» OBJECTIVE:
Give back exactly the lines that run from the line containing "Can you find the window sill" through the end of the listing below. Leave out every other line.

(Stored dataset items)
------------------------------

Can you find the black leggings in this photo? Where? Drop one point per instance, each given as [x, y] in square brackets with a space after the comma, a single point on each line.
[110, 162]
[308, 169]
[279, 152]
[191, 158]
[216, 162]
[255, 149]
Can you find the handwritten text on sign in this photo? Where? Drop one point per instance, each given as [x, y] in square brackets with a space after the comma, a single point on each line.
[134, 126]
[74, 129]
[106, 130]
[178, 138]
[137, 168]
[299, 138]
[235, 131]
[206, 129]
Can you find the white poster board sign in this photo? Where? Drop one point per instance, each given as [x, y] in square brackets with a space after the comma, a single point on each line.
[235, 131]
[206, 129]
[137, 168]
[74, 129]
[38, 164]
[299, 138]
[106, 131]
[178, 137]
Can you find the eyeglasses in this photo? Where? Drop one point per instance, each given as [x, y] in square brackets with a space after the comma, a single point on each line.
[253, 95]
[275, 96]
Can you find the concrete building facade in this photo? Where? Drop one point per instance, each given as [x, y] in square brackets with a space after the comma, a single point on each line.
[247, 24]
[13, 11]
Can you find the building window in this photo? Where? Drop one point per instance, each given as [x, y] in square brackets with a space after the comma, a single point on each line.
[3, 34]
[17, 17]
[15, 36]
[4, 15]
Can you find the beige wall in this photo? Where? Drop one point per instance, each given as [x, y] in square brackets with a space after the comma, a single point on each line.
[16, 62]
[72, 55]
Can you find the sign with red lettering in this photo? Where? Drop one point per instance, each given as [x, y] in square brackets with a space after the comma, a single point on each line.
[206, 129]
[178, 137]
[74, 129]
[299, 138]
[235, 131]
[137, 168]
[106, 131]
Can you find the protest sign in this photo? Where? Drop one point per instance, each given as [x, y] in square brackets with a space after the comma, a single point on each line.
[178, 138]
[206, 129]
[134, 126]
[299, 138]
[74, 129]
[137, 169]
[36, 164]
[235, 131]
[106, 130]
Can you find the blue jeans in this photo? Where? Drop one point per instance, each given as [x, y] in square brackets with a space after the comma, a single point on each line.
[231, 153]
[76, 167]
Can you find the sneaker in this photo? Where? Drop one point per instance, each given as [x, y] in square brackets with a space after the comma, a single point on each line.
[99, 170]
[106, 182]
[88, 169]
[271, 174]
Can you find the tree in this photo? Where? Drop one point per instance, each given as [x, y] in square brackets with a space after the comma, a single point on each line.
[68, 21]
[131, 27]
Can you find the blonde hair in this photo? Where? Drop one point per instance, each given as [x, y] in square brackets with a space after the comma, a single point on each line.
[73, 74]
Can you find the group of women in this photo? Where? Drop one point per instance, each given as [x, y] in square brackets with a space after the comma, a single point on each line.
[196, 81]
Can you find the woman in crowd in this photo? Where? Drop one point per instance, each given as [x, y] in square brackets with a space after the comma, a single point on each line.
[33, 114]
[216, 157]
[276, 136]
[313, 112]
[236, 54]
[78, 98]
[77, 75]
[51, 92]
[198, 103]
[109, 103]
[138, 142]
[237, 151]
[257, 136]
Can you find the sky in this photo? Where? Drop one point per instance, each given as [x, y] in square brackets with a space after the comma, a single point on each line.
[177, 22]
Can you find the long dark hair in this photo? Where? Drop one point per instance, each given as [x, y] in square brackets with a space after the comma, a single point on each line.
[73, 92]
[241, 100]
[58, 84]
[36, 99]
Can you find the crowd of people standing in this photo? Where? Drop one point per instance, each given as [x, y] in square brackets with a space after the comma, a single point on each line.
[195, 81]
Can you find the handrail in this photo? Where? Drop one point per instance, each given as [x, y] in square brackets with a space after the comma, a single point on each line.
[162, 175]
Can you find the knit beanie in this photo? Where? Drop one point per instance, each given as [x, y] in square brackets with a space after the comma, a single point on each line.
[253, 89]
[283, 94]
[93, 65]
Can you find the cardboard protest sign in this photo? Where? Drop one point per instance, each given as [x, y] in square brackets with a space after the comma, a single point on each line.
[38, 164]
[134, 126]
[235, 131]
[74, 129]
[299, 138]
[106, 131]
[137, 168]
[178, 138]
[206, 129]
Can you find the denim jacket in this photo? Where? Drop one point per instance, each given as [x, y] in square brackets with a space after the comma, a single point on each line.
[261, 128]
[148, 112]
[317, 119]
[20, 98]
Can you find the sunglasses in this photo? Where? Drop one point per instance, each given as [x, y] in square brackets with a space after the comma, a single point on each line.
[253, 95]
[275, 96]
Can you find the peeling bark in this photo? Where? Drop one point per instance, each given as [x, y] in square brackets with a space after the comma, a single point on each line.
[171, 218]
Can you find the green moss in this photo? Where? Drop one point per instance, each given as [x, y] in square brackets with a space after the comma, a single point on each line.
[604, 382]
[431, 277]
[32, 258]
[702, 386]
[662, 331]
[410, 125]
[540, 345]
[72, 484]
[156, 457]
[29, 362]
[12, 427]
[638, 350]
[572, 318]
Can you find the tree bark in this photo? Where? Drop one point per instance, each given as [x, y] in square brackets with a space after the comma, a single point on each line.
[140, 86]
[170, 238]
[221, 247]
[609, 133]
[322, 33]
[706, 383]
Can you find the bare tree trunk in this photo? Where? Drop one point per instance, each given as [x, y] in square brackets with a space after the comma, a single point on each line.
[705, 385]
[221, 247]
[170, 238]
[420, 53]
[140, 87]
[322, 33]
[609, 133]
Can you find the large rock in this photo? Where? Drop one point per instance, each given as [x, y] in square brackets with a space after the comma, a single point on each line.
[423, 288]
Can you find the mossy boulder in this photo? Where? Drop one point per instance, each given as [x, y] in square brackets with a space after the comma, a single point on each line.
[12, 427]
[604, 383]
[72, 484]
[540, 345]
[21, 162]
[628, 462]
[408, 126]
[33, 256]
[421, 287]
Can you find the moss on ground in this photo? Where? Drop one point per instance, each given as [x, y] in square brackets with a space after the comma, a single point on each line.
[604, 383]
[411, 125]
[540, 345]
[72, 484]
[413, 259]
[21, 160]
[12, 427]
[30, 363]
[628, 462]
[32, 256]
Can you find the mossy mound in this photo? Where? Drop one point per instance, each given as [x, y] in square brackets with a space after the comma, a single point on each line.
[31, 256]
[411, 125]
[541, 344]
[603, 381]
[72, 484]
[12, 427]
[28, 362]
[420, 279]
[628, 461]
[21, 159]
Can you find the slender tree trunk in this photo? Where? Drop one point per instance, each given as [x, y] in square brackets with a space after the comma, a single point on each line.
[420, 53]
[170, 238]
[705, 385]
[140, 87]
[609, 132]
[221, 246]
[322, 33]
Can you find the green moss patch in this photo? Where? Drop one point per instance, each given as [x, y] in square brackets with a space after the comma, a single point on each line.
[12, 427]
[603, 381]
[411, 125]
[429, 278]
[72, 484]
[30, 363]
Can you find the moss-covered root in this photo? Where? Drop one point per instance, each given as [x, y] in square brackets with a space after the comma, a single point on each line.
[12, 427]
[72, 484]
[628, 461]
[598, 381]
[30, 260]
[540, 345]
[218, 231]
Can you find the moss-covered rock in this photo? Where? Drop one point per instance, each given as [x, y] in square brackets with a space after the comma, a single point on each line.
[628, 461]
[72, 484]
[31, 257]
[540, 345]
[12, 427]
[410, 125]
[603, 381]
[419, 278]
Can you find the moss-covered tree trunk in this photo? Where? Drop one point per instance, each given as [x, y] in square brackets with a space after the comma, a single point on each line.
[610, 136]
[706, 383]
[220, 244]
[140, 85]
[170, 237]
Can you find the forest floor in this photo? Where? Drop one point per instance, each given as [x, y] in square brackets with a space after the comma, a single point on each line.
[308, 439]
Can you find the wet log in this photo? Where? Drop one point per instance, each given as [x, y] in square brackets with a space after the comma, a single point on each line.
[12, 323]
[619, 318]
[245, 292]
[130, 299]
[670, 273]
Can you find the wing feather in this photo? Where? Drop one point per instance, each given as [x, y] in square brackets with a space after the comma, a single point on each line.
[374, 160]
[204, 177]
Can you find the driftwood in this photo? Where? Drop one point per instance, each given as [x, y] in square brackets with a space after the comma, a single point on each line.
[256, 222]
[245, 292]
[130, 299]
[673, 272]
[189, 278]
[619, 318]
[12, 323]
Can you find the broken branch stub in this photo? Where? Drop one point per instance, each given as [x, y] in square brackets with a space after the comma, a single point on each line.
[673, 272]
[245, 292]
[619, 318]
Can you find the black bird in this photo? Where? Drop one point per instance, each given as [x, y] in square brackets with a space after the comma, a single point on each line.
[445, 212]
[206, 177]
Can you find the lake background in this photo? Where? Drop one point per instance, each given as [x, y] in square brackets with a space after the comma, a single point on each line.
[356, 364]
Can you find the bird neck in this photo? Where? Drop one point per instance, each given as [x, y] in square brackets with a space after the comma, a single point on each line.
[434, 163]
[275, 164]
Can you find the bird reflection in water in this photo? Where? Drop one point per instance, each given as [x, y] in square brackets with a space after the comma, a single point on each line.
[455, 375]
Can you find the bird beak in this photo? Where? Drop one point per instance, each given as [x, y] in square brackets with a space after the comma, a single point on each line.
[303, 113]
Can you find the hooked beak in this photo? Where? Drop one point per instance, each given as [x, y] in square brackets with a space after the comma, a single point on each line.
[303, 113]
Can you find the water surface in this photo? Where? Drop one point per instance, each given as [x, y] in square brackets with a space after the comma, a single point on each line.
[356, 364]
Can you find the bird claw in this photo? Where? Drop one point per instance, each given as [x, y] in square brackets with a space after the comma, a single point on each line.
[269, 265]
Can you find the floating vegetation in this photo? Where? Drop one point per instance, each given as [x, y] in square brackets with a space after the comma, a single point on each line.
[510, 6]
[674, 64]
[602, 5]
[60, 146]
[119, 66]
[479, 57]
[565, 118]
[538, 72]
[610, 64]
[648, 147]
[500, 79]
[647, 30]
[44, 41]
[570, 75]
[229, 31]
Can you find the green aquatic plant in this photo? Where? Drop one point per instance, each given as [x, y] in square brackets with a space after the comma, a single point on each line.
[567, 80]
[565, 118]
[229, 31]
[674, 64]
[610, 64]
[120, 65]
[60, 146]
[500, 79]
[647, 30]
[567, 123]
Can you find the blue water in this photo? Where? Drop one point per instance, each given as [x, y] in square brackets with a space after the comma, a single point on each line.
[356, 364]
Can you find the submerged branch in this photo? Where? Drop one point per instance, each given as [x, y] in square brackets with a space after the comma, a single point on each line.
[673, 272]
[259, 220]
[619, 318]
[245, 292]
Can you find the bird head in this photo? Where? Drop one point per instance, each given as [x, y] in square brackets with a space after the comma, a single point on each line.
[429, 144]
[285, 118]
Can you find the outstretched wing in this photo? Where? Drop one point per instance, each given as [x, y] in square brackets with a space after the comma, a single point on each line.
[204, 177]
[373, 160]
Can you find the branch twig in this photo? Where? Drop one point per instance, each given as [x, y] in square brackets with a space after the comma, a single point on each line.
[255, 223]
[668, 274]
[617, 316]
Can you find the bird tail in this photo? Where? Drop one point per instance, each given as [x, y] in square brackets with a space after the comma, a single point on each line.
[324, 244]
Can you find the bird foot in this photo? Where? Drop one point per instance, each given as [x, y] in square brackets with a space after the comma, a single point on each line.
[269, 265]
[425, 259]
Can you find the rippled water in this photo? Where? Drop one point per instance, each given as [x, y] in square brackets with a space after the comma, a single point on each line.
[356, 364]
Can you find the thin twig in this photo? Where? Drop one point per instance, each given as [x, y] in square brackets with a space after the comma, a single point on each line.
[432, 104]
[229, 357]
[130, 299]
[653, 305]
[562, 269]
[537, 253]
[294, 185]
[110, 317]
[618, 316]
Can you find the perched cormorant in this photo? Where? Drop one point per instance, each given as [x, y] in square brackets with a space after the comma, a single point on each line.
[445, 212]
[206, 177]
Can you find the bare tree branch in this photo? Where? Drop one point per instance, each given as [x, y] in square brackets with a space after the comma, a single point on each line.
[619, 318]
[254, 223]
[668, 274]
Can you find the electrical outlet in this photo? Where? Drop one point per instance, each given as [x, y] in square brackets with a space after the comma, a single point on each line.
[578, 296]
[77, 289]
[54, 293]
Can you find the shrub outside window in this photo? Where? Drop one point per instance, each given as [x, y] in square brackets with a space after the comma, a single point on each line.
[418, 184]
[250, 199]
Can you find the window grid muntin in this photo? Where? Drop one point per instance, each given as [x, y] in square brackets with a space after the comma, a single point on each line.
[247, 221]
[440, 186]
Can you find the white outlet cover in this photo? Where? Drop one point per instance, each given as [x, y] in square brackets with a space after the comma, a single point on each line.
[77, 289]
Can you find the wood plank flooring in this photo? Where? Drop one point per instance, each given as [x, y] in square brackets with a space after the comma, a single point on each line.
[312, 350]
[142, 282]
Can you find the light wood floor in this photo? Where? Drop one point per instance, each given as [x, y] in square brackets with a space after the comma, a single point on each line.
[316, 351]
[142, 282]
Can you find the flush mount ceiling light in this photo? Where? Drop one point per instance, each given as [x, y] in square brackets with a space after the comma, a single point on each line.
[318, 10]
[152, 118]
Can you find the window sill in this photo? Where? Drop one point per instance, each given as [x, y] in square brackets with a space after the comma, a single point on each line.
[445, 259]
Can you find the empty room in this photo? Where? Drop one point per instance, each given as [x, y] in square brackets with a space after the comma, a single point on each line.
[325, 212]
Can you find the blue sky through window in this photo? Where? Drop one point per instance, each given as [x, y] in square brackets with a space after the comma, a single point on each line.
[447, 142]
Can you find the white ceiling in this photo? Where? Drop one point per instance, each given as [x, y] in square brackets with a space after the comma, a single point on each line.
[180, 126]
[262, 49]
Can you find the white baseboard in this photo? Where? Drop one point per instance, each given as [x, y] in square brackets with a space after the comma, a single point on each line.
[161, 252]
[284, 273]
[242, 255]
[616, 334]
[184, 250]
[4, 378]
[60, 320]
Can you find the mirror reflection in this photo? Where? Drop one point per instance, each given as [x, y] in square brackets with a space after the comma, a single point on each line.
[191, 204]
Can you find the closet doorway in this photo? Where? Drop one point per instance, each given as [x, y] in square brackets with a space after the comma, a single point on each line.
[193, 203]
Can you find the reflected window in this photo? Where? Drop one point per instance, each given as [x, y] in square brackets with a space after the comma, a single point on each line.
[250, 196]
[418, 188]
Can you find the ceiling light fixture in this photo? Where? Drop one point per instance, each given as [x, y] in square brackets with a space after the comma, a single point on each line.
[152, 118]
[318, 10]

------------------------------

» ANSWER TO THIS PROBLEM:
Can you find the window sill in this photo? Where? Drop one point per instance, each given as [x, y] in square brackets with a space after the comma, a single point on each line.
[445, 259]
Can you find the empty room in this photo? Where? Drop one point per instance, each given as [x, y] in square brackets with a space after the comma, a single point on each line.
[325, 212]
Can you find the blue sky through window in this photo? Where? Drop one point per instance, each given as [x, y] in square brackets with a space after the comma, a single point on each line.
[447, 142]
Can you find the white ceiling in this photo? Where? Drop one point per instance, each given as [x, y] in square brackets with a space after the comma, a single point on each line.
[180, 126]
[262, 49]
Can you find the white baseboard in this photo? Where? Drop one point per instance, each given as [x, y] in square brackets with a space after the comma, a single point on each line.
[161, 252]
[284, 273]
[242, 255]
[616, 334]
[184, 250]
[4, 378]
[60, 320]
Can you find the mirror reflection in this photo? Where? Drop one point per instance, each given as [x, y] in square brackets with a space after the comma, a single point on each line.
[191, 204]
Can you find the closet doorway in this photo? Where? Drop one point per instance, each given as [x, y] in square brackets with a space after the comma, a single point on each line.
[193, 203]
Can you find the reflected window in this photo? Where? Drop one point per instance, each given as [x, y] in square brackets with a space after the comma, a single point on each line.
[250, 196]
[418, 188]
Can you find the ceiling light fixture in this photo? Where? Drop one point per instance, each given as [x, y] in square brackets with a space after the comma, a single point on each line.
[152, 118]
[318, 10]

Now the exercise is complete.